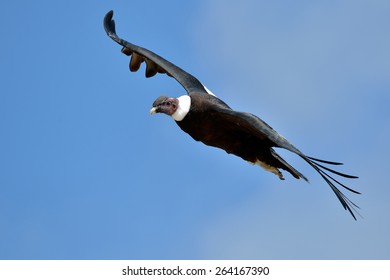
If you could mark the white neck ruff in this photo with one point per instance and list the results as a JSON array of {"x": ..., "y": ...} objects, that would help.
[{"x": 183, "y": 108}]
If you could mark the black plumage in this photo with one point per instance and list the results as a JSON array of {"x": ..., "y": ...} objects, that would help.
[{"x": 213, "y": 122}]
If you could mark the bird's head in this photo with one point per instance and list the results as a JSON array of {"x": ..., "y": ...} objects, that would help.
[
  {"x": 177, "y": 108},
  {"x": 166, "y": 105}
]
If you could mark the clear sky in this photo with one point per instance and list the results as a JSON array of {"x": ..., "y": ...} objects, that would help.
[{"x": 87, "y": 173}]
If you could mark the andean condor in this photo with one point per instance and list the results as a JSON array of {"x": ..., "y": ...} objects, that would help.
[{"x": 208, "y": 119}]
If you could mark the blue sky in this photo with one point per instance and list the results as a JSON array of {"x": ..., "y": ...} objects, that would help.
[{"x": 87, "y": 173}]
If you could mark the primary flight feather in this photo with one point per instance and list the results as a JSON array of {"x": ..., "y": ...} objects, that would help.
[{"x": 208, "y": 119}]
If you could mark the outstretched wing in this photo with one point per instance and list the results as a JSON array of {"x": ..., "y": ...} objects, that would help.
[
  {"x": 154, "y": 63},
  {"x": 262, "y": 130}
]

--------

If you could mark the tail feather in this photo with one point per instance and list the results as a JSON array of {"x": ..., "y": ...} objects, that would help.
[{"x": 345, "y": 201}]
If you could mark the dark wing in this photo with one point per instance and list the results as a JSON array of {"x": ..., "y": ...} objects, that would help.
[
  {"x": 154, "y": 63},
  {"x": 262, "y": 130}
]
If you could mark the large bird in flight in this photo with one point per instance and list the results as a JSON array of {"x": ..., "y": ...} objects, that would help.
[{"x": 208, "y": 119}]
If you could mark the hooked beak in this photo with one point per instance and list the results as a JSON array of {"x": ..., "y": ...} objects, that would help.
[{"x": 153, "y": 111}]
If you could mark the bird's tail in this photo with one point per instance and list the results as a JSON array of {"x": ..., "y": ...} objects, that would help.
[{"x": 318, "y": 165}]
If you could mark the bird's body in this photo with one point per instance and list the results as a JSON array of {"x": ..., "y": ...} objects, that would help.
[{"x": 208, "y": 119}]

--------

» YOUR GOAL
Which lines in the items above contain the word "tail"? Copy each one in full.

» WORKED SOLUTION
If you could mark the tail feather in this photo with one point per instance and list the results as a JSON array of {"x": ..., "y": ...} objects, that would help.
If you could mark the bird's tail in this photo with one point per instance and list the results as a JSON array of {"x": ..., "y": ...} objects, that would help.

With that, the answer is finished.